→ **TASK INSTRUCTIONS**:
[1] According to the Don Chastain biography, in which TV comedy did Chastain play Scott Thomas?
[2] From the Don Chastain biography, extract the part that opens with the words containing "- Died: August" and closes with "States and Canada.".
[3] Summarize the Don Chastain biography in two sentences.

→ **PASSAGE SHOWN**:
- Born: September 2, 1935 Oklahoma City, Oklahoma, U.S.
- Died: August 9, 2002 (aged 66) Los Angeles, California, U.S.
- Occupations: Actor; singer; screenwriter;
- Spouse: Jill Diamond
- Children: 1

= Don Chastain =

American actor

Don Chastain (September 2, 1935 – August 9, 2002) was an American actor, singer, and screenwriter. He worked in television in Los Angeles and New York and toured the United States and Canada.

==Early years==
Chastain was born in Oklahoma City, Oklahoma.

==Acting==
Chastain's Broadway credits include Parade (1998), 42nd Street (1980), It's a Bird...It's a Plane...It's Superman (1965), and No Strings (1961).

He played Jim Thompson in the TV comedy The Debbie Reynolds Show (1969–1970) and Scott Thomas in the TV comedy Hello, Larry (1979–1981).

He penned the screenplay for The Mafu Cage (1978) and wrote several episodes of As the World Turns (1992–1995).

Dataset excerpts on object pointing
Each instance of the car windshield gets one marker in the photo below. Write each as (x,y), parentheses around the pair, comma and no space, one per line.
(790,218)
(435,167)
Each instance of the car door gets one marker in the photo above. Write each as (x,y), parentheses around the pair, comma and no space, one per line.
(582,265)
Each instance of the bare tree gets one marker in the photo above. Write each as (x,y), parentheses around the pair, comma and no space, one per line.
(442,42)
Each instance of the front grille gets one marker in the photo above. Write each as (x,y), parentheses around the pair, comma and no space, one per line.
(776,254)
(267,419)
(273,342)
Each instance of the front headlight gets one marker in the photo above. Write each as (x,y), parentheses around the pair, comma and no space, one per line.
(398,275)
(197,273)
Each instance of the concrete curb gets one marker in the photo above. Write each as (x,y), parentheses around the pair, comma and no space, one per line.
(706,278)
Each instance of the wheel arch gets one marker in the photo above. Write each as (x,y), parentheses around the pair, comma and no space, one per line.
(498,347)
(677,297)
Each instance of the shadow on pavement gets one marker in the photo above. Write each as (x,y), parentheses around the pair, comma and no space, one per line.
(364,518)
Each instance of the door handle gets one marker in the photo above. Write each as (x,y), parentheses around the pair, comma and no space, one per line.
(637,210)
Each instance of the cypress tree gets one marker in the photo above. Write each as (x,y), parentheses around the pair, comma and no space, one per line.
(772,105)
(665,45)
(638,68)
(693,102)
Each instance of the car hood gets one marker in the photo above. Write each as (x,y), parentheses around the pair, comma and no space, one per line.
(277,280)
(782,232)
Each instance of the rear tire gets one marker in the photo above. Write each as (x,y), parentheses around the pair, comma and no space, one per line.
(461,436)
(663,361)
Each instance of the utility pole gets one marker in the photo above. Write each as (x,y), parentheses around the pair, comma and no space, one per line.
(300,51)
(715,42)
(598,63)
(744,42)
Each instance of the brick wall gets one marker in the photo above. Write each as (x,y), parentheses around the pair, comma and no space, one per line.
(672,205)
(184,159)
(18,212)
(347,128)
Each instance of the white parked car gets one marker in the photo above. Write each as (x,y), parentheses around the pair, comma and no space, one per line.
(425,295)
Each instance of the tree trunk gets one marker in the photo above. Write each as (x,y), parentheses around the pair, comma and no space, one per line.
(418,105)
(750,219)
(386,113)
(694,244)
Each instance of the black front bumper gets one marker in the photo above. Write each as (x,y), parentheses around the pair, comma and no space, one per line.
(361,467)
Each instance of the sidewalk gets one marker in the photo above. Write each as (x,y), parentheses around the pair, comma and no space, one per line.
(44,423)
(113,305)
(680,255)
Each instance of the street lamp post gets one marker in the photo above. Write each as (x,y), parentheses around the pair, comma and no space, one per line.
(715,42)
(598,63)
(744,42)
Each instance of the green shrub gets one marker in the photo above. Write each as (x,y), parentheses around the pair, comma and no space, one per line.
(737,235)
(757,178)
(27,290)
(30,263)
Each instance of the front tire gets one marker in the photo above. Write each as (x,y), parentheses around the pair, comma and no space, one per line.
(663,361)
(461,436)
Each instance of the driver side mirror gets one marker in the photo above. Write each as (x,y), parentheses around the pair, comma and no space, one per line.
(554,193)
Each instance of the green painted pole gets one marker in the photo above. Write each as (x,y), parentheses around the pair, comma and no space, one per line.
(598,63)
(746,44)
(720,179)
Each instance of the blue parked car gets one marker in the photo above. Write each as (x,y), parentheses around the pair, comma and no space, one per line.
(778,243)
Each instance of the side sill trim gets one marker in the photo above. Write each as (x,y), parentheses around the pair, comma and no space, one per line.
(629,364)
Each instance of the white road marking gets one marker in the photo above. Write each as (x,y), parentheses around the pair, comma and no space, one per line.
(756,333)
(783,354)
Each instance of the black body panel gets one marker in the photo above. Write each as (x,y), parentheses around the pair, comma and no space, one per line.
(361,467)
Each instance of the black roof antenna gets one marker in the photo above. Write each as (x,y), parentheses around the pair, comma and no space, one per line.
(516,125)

→ **OUTPUTS IN ORDER**:
[1] Hello, Larry (1979–1981)

[2]
- Died: August 9, 2002 (aged 66) Los Angeles, California, U.S.
- Occupations: Actor; singer; screenwriter;
- Spouse: Jill Diamond
- Children: 1

= Don Chastain =

American actor

Don Chastain (September 2, 1935 – August 9, 2002) was an American actor, singer, and screenwriter. He worked in television in Los Angeles and New York and toured the United States and Canada.

[3] Don Chastain (1935–2002) was an American actor, singer, and screenwriter from Oklahoma City who worked in television in Los Angeles and New York and toured the United States and Canada. His Broadway credits include Parade and 42nd Street, he played roles in the TV comedies The Debbie Reynolds Show and Hello, Larry, and he wrote the screenplay for The Mafu Cage and several episodes of As the World Turns.